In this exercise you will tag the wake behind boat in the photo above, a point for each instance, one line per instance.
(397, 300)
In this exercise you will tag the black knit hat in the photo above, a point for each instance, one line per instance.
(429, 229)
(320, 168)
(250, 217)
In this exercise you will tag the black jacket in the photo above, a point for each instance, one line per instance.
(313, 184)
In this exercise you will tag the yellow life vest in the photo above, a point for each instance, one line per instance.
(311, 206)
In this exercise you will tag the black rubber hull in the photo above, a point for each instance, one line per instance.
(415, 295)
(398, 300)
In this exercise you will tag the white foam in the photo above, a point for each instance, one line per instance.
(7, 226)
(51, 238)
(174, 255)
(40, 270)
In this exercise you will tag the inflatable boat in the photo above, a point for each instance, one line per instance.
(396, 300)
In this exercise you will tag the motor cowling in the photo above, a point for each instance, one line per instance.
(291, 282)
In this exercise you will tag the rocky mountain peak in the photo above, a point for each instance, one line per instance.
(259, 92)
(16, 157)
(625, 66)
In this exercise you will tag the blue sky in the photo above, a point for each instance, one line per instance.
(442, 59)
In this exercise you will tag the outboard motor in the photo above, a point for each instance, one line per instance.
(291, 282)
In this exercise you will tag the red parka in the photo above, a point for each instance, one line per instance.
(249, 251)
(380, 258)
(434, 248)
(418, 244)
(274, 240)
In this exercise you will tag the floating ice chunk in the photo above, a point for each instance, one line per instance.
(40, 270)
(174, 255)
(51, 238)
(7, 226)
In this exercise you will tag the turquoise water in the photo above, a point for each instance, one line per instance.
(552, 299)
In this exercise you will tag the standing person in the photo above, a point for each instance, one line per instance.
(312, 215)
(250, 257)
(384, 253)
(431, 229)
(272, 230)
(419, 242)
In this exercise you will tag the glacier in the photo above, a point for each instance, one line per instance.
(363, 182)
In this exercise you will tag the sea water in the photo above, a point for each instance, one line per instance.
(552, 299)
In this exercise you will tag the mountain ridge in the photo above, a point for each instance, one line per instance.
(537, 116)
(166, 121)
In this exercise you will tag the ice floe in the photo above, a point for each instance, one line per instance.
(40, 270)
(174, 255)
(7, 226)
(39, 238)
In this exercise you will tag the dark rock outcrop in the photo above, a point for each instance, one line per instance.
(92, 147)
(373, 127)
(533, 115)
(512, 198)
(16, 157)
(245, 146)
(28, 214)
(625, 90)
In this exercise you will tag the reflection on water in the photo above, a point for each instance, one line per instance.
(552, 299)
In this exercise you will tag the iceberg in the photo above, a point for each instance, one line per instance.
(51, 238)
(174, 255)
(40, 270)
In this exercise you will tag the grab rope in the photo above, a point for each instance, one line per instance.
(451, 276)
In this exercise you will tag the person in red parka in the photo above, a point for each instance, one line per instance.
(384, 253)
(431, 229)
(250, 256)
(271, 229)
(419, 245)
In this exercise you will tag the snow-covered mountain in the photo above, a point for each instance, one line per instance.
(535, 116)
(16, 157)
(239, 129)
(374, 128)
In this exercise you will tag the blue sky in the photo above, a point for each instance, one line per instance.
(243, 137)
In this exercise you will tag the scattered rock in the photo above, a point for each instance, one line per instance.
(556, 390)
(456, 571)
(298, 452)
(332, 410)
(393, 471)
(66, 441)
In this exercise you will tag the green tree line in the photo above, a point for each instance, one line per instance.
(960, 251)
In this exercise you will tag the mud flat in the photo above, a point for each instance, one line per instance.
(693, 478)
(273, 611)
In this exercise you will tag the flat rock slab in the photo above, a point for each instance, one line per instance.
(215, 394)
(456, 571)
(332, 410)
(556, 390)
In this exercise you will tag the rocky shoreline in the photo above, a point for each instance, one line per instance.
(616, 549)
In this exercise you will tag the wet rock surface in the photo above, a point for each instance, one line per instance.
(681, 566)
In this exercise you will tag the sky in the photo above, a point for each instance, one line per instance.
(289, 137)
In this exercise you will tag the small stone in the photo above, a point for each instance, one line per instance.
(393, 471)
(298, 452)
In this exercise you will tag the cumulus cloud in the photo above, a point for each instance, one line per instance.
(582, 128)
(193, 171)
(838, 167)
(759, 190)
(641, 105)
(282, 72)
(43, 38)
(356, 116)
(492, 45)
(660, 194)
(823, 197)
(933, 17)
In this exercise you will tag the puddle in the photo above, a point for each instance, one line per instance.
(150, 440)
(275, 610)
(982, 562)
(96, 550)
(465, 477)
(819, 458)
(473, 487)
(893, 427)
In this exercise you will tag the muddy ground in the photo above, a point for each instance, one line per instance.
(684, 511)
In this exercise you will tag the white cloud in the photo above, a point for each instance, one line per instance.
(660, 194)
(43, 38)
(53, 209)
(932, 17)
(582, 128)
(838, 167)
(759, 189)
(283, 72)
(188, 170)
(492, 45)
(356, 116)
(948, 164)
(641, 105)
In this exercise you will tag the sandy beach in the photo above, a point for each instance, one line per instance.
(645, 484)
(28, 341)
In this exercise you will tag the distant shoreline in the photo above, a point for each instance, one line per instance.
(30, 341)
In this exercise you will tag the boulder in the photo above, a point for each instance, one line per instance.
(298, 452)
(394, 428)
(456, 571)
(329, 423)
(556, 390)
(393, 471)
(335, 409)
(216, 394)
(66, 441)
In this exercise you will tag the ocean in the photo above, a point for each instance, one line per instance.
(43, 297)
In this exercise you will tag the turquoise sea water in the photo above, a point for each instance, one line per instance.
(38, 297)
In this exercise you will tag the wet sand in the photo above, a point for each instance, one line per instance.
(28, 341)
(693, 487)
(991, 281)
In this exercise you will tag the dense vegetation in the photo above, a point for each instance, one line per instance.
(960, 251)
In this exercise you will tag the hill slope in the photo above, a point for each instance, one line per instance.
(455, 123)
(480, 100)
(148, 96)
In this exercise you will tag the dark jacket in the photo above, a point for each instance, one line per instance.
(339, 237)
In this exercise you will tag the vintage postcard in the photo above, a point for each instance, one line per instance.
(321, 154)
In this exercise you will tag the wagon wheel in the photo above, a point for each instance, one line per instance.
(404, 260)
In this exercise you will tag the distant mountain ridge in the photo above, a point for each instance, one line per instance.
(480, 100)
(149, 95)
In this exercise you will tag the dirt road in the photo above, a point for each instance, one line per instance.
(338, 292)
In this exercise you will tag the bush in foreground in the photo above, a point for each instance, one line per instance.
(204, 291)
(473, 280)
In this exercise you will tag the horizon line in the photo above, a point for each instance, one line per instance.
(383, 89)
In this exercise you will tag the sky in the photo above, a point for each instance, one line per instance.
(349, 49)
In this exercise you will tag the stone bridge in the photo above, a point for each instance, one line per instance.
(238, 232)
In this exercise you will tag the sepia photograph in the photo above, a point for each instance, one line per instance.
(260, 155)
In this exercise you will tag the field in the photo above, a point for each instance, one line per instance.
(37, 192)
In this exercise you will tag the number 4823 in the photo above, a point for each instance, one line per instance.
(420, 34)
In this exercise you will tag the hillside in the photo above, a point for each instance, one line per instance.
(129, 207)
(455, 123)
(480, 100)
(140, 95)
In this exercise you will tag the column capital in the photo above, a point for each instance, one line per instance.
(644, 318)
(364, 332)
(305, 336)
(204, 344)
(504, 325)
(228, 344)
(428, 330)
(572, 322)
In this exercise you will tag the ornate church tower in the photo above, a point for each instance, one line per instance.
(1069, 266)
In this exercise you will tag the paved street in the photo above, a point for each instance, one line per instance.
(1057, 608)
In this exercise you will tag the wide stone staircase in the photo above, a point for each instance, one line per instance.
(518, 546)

⁂

Revise every item above so that "In this exercise" becomes "For this exercise", and leave everything else unchanged.

For this exercise you will tag the wake behind boat in the photo above, a point for each instance, one line per instance.
(397, 300)
For this exercise you will tag the black knit hat in the photo above, a point for each instance, one line per instance.
(429, 229)
(320, 168)
(250, 217)
For this exercise you will tag the black jacket in the photo above, a point for each instance, one line per instance.
(313, 184)
For this exercise you will tag the yellow life vest in the photo above, a point for each instance, one line per instance.
(311, 206)
For this exercise you will tag the black rubber hull in the photo above, a point for each instance, one line per instance.
(415, 295)
(398, 300)
For this exercise you will tag the white foam in the photo above, a point for each instance, one line per instance.
(7, 226)
(51, 238)
(174, 255)
(40, 270)
For this exercise you will tag the inflatable boat in the photo above, a point for each instance, one line per instance.
(396, 300)
For this exercise you will tag the motor cowling in the photo above, a point for each instance, one line per instance.
(291, 282)
For this exercise you will tag the rocky mountain peak in the photo above, a point for each instance, one line per instance.
(259, 92)
(16, 157)
(625, 66)
For this exercise you will tag the blue sky in the photo above, a point for each instance, one line per instance.
(442, 59)
For this exercise you will tag the outboard motor in the photo above, a point for each instance, one line per instance.
(291, 282)
For this exercise you will tag the red parka in the photo above, a point for each instance, one line per instance.
(249, 251)
(380, 258)
(434, 248)
(418, 244)
(274, 240)
For this exercise you will tag the floating ice chunk in the photo above, a point for each instance, one line per instance.
(40, 270)
(174, 255)
(51, 238)
(7, 226)
For this exercise you will tag the turquoise water in the photo above, a point for each instance, one line per instance.
(552, 299)
For this exercise you will tag the standing person in the photo above, a point for each instance, one line per instance.
(312, 215)
(250, 257)
(384, 253)
(431, 229)
(272, 230)
(419, 242)
For this exercise you will tag the glacier in the photo above, a point for each instance, one line per instance.
(363, 182)
For this exercise you will tag the sea water in the photo above, a point for each instance, one line per instance.
(552, 299)
For this exercise you will tag the mountain ridge in the photo above, a point for each instance, one line per instance.
(537, 116)
(166, 121)
For this exercise you will tag the ice floe in the photo above, a point for each instance, one line per instance.
(40, 270)
(174, 255)
(7, 226)
(39, 238)
For this exercise you will tag the dark rock outcrop in the photo above, a point for each instance, one line per instance.
(92, 147)
(373, 127)
(533, 115)
(512, 198)
(16, 157)
(245, 146)
(28, 214)
(625, 90)
For this exercise you will tag the reflection on water in the photo above, a point for each instance, one line per instance.
(552, 299)
For this exercise you will tag the iceberg in the photo above, a point for each instance, one line per instance.
(51, 238)
(174, 255)
(40, 270)
For this exercise you will tag the grab rope in the photo above, a point for each instance, one line per instance.
(451, 276)
For this exercise you will tag the person in red parka in the photo above, a point for each instance, one line per instance.
(384, 253)
(431, 229)
(250, 256)
(271, 229)
(419, 245)
For this exercise you will tag the snow-covered mountain in the photo above, a point for each instance, one line per instance.
(535, 116)
(16, 157)
(239, 129)
(374, 128)
For this exercise you will tag the blue sky in the photo above, a point for each instance, one line per instance.
(243, 137)
For this exercise you will tag the scattered rock in the photo above, a point for each instance, one line per instance.
(556, 390)
(456, 571)
(298, 452)
(332, 410)
(393, 471)
(66, 441)
For this exercise you will tag the green tree line in the photo above, a point for each instance, one line per instance.
(960, 251)
For this exercise you will tag the mud flat in the photo above, a point for each instance, one line per instance.
(693, 478)
(273, 611)
For this exercise you will tag the flat rock slab in the photo above, a point for each instance, one line per instance.
(215, 394)
(456, 571)
(332, 410)
(556, 390)
For this exercise you will tag the rocky shoreline in the photo above, a point for each instance, one line per instance.
(616, 549)
For this exercise you will tag the wet rock surface in the photo above, a point for each instance, one line per instance.
(681, 566)
For this exercise you will tag the sky in the photo above, a point for each instance, one line per instance.
(289, 137)
For this exercise you will tag the small stone in the photo above, a point for each instance, one line per instance.
(393, 471)
(298, 452)
For this exercise you will tag the cumulus cloud in the photo above, a point for each instance, one line per instance.
(582, 128)
(193, 171)
(838, 167)
(759, 190)
(641, 105)
(282, 72)
(43, 38)
(356, 116)
(492, 45)
(660, 194)
(823, 197)
(933, 17)
For this exercise you will tag the puddle in the photo above, a point for each instance, one line per instance.
(150, 440)
(275, 610)
(982, 562)
(96, 550)
(465, 477)
(819, 458)
(473, 487)
(893, 427)
For this exercise you will tag the muddy ground in the photo above, a point for each instance, one line per instance.
(684, 511)
For this exercise you will tag the white cloud in the photo above, a point for each instance, one line per instance.
(660, 194)
(43, 38)
(53, 209)
(932, 17)
(582, 128)
(838, 167)
(759, 189)
(283, 72)
(188, 170)
(492, 45)
(356, 116)
(948, 164)
(641, 105)
For this exercise you will tag the sandy beach in the photo above, a point for each instance, one line per instance.
(645, 484)
(28, 341)
For this exercise you will tag the distant shoreline in the photo above, a point for each instance, one line per instance.
(30, 341)
For this exercise you will tag the boulder in the photo above, a point for each instance, one line per instance.
(298, 452)
(394, 428)
(456, 571)
(329, 423)
(556, 390)
(393, 471)
(335, 409)
(216, 394)
(66, 441)
For this exercise you will tag the ocean in the photo above, a point for each instance, one line per instance.
(43, 297)
For this exercise you will tag the turquoise sea water in the photo above, a point for each instance, one line per instance.
(38, 297)
For this exercise you will tag the wet sand in the photo above, a point for each instance, one line per instance.
(28, 341)
(693, 487)
(991, 281)
For this exercise you will tag the dense vegetation in the photo above, a point for each instance, one line per instance.
(960, 251)
For this exercise you will tag the hill slope in the photo above, a point for each instance, one line per instance.
(455, 123)
(480, 100)
(148, 96)
For this exercise you will tag the dark jacket in the photo above, a point for each instance, one line per instance.
(339, 237)
For this exercise you will tag the vintage postcard in the photo above, a point for each instance, one line per instance.
(321, 154)
For this exercise you will tag the wagon wheel in the photo above, a point for each instance, one line per instance.
(404, 260)
For this exercise you will tag the distant mountain ridge in the photo above, a point for each instance, one line per instance.
(480, 100)
(149, 95)
For this exercise you will tag the dirt road in the photo above, a point for each instance, one line per instance.
(338, 292)
For this exercise you will tag the bush in foreground in the photo above, a point for each instance, one line per instance.
(204, 291)
(473, 280)
For this exercise you will tag the horizon line in the photo above, a point for each instance, one line per instance.
(383, 89)
For this exercise you will tag the sky in the photo above, a point for each instance, one line per instance.
(349, 49)
For this exercise you will tag the stone bridge in the photo above, a point for each instance, one line per instance.
(238, 232)
For this exercise you will tag the sepia photograph in the photo above, a point for each instance, one line per instance.
(260, 155)
For this exercise you will tag the field in the photo above, a point for each instance, one line per instance.
(37, 192)
For this exercise you will tag the number 4823 in the photo above, a point for each instance, one line per instance.
(420, 34)
For this exercise you will tag the hillside in the photo above, a point for each instance, one line per instance.
(129, 207)
(455, 123)
(480, 100)
(140, 95)
For this exercise you will tag the column capital in the photo above, a point for each instance, one line per instance.
(644, 318)
(364, 332)
(305, 336)
(204, 344)
(504, 325)
(228, 344)
(428, 330)
(572, 322)
For this exercise you will tag the ornate church tower in the photo above, a point for each instance, one line per instance.
(1069, 266)
For this exercise you will tag the paved street in the photo above, a point for each instance, one line per instance.
(1057, 608)
For this exercise you will tag the wide stone staircase in the photo above, a point for each instance, one line per instance.
(518, 546)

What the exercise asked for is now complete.